- [Task item]:
Those lines of the records that contain "fried" are to be located and copied.
Segment Open
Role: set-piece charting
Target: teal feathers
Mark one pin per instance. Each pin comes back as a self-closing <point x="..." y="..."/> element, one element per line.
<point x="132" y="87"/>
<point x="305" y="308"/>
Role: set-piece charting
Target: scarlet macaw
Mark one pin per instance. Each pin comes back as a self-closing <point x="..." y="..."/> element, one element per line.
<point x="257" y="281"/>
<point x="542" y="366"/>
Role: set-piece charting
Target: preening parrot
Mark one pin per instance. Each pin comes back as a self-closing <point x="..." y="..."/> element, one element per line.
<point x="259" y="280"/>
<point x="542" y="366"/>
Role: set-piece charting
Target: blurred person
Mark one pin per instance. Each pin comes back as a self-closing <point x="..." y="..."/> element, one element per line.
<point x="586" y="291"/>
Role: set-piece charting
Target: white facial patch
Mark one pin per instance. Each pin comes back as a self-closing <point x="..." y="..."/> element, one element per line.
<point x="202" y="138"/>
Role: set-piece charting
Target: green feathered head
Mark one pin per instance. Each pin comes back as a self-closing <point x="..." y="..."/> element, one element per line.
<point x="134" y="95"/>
Segment Closed
Segment Open
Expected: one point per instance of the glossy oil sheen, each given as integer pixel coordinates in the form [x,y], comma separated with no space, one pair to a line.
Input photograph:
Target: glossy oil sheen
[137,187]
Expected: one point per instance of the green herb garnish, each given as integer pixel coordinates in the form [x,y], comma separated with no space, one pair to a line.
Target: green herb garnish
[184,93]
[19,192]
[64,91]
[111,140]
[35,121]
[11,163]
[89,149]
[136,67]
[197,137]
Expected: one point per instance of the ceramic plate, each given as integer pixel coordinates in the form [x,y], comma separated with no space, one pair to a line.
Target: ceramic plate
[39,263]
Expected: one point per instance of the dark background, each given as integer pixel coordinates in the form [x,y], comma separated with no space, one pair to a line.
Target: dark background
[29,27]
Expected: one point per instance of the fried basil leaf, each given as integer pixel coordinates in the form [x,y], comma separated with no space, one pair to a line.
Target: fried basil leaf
Segment Closed
- [Answer for the task]:
Expected: one point per instance of the fried basil leaf, each given as integer pixel coordinates in the form [x,y], comma separated with no space, one pair to a line.
Target: fried basil leaf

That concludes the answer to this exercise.